__SOURCE PASSAGE__
-- start --

Back to the orignial posting about the P13 mounting points
- the final 2 areas I couldn't understand now have an answer

just beside the seat on both sides = the front mounting point of the insulated cover for the well
the two on the right hand side by the mid point in the well = point for the runner holder on the rudder system.

I think that's all points accounted for now. Those are the offical ones but hey there's always fun making up new a better uses for them 8) .

regards


----------



## vertigrator (Jul 25, 2006)

On the http://www.oceankayak.co.nz site for the Elite 4.5 it says:


> Ocean Kayak has partnered with a number of leading suppliers (Humminbird, Extrasport, Canoe Sports and Stephen Tapp Kayak Fishing Accessories) to allow you to customise your prowler Elite 4.5. You now have the option of starting with an entry level set-up and adding a range of components and accessories later, knowing that the Prowler Elite has been specifically designed to fit these accessories.
> 
> Download our PDF for full details (coming soon)


I guess they will have stuff about these extras in the PDF when they get around to adding it to their site. :roll: In the mean time do you know anywhere online that shows these accessories or where you can buy them?

*Edit:*
Found some of it here: http://www.gokayak.co.nz

Cheers
Vert


----------



## JB (Jul 5, 2006)

I'm pretty much sure I saw most of the accessories in Johnsons main shop at silverdale auckland a few weeks ago. (johnsons are OK NZ). they have a retail shop there at the factory (nice and big one too). Email them if you want something would be my best bet.
regards


----------



## Hard Yakka (Aug 15, 2006)

Check out this page on scotty.com. It shows all the attachments you could think of and they are requesting ideas from you as well.

http://www.scottypaddlesports.com/pages/gearup.html


----------



## Guest (Sep 1, 2006)

The Other Yakka said:


> Check out this page on scotty.com. It shows all the attachments you could think of and they are requesting ideas from you as well.
> 
> http://www.scottypaddlesports.com/pages/gearup.html


Very cool how Scotty are asking for photo's and ideas, no doubt to hand over to the design team for R&D 8)

Scotty make some great gear, and they are obviously seeing the yak fishing fraternity as a growth market for their products 8)


----------



## vertigrator (Jul 25, 2006)

Well I finally got an a reply from my email to Ocean Kayak people.



> The inserts have been put in strategic places to fit various accessories.
> Most of these accessories are still in development however they wanted to
> ensure that the inserts were there so you could mount them when the
> accessories became available. They aren't specicially for one thing or
> ...


Cheers
Vert


----------



## simond11 (Aug 29, 2005)

I guess it's better to have too many mounting points than too few. One of the fun things about owning a kayak is the fact you can accessorise it to your liking. It now seems that all the new yaks are being "accessorised" by the manufacturers, thus taking away the fun of improvising.
I have taken the approach that the less "crap" I have on my kayak, the better. As I do a lot of ocean fishing I am taking the minimalist approach. I am even re-considering a fish finder, as I am freaking out about all the bloody cables and the battery weight. Give me the sight of birds over a bait ball to signal fish to me anytime....

-- end --

__WHAT TO PRODUCE__
Write out, word for word, the portion of the kayak mounting-point thread that opens with the words containing "I'm pretty much" and closes with "(Aug 15, 2006)".

[Dataset records]
-- start --

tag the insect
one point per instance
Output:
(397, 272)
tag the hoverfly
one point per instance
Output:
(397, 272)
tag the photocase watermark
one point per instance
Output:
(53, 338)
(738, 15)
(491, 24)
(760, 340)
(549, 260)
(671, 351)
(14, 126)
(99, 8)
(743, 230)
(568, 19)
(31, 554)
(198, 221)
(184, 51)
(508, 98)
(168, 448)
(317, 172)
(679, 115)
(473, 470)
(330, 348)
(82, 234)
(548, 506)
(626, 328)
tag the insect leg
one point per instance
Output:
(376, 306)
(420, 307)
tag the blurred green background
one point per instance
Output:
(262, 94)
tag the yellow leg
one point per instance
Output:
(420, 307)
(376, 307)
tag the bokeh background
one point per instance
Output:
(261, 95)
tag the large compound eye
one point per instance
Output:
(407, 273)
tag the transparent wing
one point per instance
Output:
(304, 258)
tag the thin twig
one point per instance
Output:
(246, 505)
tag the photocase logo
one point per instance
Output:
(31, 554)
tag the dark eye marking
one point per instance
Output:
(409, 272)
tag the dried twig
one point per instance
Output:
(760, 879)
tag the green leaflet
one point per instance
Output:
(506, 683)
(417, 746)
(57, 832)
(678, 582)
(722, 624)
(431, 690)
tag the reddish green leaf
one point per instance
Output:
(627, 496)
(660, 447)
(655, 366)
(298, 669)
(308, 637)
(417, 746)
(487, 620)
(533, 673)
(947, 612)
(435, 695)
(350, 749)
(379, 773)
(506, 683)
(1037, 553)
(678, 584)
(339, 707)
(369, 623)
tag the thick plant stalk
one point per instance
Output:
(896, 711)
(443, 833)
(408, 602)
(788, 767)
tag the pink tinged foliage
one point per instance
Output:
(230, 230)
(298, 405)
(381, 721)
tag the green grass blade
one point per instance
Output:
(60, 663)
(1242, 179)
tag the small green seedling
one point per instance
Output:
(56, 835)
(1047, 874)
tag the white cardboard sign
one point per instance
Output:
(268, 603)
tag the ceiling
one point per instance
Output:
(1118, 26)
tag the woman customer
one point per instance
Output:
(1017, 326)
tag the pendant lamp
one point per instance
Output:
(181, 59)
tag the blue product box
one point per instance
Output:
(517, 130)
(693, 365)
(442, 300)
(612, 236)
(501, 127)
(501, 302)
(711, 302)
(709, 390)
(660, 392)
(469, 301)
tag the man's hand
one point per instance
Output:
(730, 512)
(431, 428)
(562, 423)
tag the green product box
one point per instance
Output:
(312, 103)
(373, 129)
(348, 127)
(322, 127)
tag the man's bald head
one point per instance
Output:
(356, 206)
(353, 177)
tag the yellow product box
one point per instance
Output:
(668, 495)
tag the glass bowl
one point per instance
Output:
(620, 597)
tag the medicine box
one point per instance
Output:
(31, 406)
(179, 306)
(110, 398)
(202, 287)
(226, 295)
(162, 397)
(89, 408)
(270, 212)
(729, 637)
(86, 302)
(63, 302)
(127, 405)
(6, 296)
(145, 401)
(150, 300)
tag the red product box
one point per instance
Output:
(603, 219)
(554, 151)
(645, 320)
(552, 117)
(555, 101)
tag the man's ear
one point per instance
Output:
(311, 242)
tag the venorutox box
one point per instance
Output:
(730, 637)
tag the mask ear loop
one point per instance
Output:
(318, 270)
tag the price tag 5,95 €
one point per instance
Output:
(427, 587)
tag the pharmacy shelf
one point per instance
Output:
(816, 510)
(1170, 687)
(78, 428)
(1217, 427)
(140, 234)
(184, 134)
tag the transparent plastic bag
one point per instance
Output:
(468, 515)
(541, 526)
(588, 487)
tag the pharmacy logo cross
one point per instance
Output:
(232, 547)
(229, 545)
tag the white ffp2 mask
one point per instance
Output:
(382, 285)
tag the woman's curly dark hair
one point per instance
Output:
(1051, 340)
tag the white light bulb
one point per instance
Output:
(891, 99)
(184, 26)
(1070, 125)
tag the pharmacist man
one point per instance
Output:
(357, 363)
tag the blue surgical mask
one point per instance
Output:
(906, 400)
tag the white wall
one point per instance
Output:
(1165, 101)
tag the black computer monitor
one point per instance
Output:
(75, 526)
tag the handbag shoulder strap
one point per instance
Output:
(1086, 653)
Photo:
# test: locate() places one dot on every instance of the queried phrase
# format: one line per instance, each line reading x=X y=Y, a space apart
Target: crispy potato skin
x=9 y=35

-- end --

__SOLUTION TO THE EXERCISE__
I'm pretty much sure I saw most of the accessories in Johnsons main shop at silverdale auckland a few weeks ago. (johnsons are OK NZ). they have a retail shop there at the factory (nice and big one too). Email them if you want something would be my best bet.
regards


----------



## Hard Yakka (Aug 15, 2006)